Only the number is needed. Please count the lines below in which the word "instance" occurs.

━━━━━ Supplied records ━━━━━

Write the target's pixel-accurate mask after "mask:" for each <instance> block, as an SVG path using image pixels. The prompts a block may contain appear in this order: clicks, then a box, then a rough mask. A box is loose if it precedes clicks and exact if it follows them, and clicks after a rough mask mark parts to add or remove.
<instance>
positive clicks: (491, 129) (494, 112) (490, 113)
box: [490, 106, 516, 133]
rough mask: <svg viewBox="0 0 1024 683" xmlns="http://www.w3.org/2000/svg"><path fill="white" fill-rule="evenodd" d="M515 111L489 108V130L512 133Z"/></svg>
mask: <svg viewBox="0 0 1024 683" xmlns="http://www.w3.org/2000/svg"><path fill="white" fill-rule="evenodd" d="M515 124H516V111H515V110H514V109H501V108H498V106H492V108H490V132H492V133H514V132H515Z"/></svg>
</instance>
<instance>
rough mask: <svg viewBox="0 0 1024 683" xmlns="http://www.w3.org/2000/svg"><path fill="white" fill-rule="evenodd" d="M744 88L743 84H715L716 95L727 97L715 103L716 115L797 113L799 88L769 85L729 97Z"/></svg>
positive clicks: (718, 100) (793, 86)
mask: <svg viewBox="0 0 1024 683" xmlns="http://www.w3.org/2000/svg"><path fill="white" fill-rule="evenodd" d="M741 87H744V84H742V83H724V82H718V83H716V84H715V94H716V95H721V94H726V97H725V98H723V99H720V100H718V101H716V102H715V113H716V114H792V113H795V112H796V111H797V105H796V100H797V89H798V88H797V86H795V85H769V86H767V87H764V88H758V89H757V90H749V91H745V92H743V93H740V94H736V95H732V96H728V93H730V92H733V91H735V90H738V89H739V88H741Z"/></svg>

━━━━━

Reply
4